Auszüge aus dem Zeige-Datensatz |
- - -

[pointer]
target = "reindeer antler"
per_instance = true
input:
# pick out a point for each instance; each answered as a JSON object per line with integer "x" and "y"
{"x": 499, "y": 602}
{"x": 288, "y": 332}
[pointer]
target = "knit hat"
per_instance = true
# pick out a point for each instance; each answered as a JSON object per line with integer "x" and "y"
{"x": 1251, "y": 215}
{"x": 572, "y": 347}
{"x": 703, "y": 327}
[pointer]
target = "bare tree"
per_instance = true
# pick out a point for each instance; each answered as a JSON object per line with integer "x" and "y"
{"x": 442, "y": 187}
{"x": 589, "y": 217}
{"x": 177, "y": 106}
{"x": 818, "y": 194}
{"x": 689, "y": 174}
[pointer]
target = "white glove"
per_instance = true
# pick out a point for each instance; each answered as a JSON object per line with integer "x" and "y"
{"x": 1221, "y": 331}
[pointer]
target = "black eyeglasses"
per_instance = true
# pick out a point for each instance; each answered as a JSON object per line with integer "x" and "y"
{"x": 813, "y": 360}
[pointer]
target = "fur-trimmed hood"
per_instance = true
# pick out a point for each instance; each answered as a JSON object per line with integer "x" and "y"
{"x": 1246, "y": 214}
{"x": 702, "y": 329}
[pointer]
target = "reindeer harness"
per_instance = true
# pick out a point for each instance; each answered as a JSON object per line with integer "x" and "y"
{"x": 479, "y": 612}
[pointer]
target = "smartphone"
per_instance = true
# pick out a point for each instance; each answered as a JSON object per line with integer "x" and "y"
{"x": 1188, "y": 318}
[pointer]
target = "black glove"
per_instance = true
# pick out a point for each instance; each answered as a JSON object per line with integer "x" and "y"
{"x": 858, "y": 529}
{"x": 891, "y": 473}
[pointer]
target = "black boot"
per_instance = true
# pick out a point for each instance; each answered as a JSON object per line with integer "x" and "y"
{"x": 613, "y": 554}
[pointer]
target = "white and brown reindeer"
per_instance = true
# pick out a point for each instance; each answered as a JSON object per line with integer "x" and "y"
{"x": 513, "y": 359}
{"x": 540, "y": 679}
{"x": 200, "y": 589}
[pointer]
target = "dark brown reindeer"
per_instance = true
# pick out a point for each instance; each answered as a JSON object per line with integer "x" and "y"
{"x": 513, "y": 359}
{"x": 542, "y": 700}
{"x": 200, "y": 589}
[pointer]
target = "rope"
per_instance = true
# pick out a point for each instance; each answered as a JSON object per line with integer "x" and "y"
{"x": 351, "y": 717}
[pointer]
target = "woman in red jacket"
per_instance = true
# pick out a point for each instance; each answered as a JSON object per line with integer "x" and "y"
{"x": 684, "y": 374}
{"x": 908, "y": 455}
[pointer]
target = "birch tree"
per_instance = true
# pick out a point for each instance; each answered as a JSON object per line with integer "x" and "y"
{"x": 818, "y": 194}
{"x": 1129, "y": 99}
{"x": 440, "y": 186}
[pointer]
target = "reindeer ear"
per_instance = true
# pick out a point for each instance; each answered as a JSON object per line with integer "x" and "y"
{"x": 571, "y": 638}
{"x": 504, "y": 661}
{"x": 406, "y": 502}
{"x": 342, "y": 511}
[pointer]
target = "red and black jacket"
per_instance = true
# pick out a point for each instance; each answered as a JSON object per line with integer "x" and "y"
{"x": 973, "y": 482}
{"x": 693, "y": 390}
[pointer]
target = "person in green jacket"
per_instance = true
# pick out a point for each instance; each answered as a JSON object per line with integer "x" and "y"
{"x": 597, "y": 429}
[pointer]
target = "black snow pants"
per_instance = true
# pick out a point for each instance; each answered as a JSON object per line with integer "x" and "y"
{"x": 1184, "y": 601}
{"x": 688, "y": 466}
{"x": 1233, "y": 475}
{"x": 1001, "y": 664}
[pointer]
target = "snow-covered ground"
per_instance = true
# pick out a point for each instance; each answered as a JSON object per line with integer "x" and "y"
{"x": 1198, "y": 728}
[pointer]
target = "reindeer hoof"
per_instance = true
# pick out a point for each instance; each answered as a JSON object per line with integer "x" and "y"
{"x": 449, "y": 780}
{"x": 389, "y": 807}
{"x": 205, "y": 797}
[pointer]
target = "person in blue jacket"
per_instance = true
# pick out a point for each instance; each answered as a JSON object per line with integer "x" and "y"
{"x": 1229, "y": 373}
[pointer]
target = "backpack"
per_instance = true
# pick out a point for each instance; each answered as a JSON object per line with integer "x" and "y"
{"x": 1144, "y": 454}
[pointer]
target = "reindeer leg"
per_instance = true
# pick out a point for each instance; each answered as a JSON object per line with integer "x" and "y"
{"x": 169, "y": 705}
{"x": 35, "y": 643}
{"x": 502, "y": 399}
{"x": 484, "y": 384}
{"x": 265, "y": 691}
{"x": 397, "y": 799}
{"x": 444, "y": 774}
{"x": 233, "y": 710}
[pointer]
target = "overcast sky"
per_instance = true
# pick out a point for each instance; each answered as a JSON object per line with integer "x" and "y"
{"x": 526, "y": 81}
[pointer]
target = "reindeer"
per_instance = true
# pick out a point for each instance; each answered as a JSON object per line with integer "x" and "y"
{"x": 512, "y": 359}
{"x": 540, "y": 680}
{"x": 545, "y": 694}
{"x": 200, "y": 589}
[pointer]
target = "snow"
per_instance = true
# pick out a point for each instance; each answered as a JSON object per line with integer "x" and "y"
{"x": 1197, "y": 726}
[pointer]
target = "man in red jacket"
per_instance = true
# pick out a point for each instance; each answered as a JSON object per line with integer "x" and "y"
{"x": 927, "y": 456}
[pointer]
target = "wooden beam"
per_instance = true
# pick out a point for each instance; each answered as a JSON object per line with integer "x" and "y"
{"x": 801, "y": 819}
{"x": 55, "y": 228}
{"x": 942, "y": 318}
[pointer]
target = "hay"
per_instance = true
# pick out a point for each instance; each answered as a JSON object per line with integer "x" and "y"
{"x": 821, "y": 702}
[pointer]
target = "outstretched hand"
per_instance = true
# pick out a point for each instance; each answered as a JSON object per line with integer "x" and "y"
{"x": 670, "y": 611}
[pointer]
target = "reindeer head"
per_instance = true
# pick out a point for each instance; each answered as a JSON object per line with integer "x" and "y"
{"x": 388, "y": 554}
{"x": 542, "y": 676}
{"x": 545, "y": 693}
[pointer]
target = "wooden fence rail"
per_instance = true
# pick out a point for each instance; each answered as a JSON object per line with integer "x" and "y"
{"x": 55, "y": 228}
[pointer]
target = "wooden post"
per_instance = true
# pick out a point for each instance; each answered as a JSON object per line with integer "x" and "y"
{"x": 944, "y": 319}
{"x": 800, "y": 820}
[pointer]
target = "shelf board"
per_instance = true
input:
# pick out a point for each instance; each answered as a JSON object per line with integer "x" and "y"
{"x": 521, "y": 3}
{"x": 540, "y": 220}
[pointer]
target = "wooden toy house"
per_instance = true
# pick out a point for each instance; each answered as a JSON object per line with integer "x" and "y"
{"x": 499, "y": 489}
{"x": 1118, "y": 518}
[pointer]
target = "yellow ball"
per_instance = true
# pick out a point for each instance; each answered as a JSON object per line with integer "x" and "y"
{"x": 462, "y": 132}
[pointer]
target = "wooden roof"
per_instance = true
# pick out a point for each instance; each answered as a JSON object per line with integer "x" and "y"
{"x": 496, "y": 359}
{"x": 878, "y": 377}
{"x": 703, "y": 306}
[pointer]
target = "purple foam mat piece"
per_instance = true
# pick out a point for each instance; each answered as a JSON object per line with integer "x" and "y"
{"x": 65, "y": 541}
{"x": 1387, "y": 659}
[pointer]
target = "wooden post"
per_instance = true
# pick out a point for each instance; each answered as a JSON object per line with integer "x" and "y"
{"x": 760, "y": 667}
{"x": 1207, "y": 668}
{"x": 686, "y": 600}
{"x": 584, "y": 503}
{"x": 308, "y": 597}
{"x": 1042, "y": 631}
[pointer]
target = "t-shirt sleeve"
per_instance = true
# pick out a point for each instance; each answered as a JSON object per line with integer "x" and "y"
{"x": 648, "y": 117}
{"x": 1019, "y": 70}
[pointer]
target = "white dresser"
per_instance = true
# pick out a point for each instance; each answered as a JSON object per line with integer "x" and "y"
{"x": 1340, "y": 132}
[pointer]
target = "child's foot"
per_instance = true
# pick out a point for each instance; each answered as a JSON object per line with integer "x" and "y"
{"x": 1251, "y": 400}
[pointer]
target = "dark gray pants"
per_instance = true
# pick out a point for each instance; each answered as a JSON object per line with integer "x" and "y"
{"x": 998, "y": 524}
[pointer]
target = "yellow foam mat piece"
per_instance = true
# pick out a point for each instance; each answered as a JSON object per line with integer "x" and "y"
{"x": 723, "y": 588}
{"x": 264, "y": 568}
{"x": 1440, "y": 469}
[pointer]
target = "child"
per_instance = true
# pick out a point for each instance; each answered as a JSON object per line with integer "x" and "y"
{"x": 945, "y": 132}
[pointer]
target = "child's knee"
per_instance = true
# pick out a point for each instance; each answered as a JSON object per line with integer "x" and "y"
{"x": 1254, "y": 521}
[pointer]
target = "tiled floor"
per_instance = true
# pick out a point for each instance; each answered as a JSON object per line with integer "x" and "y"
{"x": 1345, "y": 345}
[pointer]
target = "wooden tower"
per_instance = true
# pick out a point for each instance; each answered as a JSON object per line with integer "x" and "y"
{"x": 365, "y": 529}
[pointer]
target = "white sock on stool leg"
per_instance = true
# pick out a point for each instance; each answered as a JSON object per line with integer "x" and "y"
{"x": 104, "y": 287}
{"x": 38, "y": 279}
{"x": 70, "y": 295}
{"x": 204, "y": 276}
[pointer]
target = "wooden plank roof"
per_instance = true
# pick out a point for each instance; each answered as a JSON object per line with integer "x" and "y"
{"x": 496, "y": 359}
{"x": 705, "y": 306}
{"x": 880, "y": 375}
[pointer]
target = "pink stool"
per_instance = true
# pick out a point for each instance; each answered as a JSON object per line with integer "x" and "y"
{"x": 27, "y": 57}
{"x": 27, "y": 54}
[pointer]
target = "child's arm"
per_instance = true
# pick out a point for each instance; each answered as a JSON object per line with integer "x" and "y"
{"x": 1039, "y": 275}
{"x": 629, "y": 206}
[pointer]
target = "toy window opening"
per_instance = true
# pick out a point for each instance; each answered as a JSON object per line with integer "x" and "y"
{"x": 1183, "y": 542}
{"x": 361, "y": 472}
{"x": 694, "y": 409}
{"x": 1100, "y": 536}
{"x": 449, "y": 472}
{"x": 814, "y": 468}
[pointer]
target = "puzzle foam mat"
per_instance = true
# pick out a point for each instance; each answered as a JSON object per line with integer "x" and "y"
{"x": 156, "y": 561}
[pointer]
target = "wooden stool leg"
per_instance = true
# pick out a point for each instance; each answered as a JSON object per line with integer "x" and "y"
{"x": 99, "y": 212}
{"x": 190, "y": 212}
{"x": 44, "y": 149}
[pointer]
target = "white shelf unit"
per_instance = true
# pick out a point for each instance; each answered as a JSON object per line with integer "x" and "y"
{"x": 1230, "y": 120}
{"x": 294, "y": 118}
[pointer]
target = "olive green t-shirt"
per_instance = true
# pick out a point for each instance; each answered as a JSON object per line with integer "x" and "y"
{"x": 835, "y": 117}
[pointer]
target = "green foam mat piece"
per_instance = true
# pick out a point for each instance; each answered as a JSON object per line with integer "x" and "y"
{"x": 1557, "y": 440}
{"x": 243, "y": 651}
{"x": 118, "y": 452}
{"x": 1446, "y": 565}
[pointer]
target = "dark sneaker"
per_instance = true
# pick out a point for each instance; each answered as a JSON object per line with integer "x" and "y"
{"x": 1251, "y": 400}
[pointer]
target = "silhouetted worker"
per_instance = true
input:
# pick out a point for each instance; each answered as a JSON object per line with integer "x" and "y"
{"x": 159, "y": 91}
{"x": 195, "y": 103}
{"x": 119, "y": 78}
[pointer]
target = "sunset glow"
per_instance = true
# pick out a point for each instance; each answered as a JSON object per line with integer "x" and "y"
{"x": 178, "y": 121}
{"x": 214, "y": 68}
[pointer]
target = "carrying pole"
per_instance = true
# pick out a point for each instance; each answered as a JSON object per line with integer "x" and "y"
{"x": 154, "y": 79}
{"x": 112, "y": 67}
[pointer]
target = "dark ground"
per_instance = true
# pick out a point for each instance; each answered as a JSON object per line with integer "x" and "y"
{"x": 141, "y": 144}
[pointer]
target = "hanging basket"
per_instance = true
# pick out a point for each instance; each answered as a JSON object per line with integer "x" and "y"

- - -

ANFORDERUNG | Gib jede Zeile der Auflistung oben zurück, in der das Wort „roof“ vorkommt. Dabei zählt die Groß- und Kleinschreibung.

LÖSUNG |
target = "wooden roof"
target = "wooden plank roof"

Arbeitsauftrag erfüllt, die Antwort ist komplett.